Selected text:
[Start of section]

Compound Interest Debt
Now here is where it starts to get even worse. In addition to the banking system creating money out of thin air in the form of loans, banks create another layer out of thin air, compound interest, on top of the original loan.
For example, imagine I needed a mortgage loan of $100,000 from a bank to buy a house. They tell me I can get the loan if I pay an interest rate of 5% for up to 30 years and have a monthly payment of $694.44; $277.77 of that amount goes toward the principal and $416.67 goes toward the interest, which will total the loan to $250,000. Where did that extra $150,000 of interest come from? Yup, out of thin air again by a banker not doing 30 years of labor, but by simply pushing a button transferring numbers from one account to another!
Now, let’s say I took the loan stated above and they credited my account with $100,000 (the principle). How do I pay back the extra $150,000 (the interest) if it never existed? I have two options. First, I can take money from someone else in the economy in the form of “competition”, and I end up winning while the other person loses. Second, if I can’t get money by “competing” with others, then I can take out another loan and go in even more debt (refinancing).
Here’s where it gets even more interesting. Using the $100,000 loan example above, let’s say times are tough and I’m late on making my monthly payments. I also have to pay interest on the interest ($150,000 in total / $416.67 monthly), which can lead to my debt multiplying (or compounding) over time if I don’t pay it off. Scenarios like this keeps a lot of people trapped in debt slavery indefinitely. If a person is not eligible for additional loans, they default on the loan, go into bankruptcy and/or lose the collateral they put up for it.

[End of section]

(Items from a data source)
[Start of section]

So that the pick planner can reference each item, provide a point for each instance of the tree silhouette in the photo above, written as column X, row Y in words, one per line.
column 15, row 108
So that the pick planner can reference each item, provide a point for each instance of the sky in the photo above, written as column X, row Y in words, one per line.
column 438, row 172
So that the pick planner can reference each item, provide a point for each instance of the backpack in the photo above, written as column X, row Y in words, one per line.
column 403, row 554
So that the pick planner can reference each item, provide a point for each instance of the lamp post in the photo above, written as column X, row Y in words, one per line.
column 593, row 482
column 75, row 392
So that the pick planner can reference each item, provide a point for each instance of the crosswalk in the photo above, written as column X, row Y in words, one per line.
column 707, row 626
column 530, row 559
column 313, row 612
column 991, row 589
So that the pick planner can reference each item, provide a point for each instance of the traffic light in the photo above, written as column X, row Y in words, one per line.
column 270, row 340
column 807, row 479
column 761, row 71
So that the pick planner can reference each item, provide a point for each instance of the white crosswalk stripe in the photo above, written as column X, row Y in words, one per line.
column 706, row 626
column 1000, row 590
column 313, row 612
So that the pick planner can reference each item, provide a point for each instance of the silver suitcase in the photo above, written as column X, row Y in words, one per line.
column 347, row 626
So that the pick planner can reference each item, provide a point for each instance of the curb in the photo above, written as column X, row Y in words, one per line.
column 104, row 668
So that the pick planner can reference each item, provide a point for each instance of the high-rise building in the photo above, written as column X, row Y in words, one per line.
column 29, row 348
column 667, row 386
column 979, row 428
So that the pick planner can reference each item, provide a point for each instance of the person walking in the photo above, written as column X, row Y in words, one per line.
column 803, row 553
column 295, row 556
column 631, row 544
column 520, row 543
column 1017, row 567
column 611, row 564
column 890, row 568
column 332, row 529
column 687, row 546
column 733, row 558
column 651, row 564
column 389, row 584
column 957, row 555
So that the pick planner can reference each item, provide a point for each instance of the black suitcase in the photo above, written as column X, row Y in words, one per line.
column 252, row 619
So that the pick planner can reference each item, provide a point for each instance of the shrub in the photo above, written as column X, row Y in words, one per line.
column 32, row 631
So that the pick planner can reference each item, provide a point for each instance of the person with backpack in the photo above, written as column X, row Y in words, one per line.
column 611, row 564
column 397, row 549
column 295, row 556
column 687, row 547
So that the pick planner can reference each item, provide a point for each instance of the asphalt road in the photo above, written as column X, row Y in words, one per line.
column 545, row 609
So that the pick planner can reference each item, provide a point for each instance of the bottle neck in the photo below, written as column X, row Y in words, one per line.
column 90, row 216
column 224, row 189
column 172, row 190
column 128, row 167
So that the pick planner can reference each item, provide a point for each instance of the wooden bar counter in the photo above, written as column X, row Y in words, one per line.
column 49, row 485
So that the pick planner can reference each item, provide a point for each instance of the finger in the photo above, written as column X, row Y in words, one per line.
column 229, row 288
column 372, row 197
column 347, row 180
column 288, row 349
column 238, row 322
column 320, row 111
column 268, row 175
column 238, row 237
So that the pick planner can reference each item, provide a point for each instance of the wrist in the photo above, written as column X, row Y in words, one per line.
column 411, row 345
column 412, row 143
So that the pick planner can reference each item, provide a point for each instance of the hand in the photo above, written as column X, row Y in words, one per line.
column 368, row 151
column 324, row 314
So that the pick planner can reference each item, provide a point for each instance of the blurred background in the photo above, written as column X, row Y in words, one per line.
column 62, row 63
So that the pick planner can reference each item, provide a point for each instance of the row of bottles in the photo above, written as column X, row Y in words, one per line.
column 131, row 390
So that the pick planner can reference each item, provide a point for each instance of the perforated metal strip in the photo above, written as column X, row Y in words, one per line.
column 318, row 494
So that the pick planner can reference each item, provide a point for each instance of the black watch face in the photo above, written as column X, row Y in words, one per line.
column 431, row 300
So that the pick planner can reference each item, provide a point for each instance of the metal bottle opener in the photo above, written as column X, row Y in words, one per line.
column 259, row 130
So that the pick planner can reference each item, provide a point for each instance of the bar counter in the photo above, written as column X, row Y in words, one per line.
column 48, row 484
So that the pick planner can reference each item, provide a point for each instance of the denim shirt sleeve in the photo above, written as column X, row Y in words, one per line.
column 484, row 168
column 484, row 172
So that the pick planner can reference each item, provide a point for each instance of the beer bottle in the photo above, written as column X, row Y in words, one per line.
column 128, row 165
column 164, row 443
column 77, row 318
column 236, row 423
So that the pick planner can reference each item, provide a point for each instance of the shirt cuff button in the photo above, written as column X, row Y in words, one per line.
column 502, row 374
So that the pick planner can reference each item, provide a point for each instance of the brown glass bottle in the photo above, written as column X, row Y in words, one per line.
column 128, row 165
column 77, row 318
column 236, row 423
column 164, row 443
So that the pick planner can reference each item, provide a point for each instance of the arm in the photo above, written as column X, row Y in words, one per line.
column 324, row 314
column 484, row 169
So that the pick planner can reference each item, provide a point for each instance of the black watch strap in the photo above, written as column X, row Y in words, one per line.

[End of section]

Directions for this task:
Reproduce the part of the compound interest text from "For example, imagine" up to and including "account to another!". The entries have nothing to do with this.

Exercise output:
For example, imagine I needed a mortgage loan of $100,000 from a bank to buy a house. They tell me I can get the loan if I pay an interest rate of 5% for up to 30 years and have a monthly payment of $694.44; $277.77 of that amount goes toward the principal and $416.67 goes toward the interest, which will total the loan to $250,000. Where did that extra $150,000 of interest come from? Yup, out of thin air again by a banker not doing 30 years of labor, but by simply pushing a button transferring numbers from one account to another!